TÂCHE À FAIRE
Pouvez-vous recopier à l'identique les lignes depuis le début des entrées de données enregistrées jusqu'à la ligne contenant « box: [73, 43, 177, 59] », celle-ci comprise ?

[Entrées de données enregistrées]
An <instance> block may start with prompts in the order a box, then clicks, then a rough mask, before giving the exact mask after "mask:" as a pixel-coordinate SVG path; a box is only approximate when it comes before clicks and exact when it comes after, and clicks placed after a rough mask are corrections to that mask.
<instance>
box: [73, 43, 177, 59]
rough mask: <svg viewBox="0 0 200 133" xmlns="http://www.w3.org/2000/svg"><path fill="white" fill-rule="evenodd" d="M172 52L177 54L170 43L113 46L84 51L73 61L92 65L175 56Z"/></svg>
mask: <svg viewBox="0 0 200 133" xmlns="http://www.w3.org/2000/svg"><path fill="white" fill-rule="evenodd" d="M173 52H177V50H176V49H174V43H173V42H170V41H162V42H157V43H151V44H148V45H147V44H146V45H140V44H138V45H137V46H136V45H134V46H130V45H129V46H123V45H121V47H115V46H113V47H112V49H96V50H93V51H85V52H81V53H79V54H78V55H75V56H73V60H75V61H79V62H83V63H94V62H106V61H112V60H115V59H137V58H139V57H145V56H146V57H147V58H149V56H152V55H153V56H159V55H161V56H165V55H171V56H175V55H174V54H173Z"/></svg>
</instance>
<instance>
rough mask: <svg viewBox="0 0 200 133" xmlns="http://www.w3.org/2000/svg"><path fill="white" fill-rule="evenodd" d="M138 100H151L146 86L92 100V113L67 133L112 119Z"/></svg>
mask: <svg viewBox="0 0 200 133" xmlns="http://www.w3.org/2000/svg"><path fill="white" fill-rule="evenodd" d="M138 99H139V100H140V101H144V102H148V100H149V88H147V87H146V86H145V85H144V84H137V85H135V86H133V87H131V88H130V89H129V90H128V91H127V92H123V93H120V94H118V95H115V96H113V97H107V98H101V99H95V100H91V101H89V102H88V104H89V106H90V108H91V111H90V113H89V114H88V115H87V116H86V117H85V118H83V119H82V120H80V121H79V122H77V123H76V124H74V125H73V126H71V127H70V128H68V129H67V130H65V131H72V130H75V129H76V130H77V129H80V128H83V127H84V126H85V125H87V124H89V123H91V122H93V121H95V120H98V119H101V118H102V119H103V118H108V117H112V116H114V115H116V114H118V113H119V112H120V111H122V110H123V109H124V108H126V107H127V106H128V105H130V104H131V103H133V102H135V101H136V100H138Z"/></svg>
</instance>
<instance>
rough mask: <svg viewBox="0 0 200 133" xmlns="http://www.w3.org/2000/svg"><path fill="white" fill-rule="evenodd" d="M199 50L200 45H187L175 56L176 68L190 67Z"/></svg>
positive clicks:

RÉSULTAT DE L'EXERCICE
An <instance> block may start with prompts in the order a box, then clicks, then a rough mask, before giving the exact mask after "mask:" as a pixel-coordinate SVG path; a box is only approximate when it comes before clicks and exact when it comes after, and clicks placed after a rough mask are corrections to that mask.
<instance>
box: [73, 43, 177, 59]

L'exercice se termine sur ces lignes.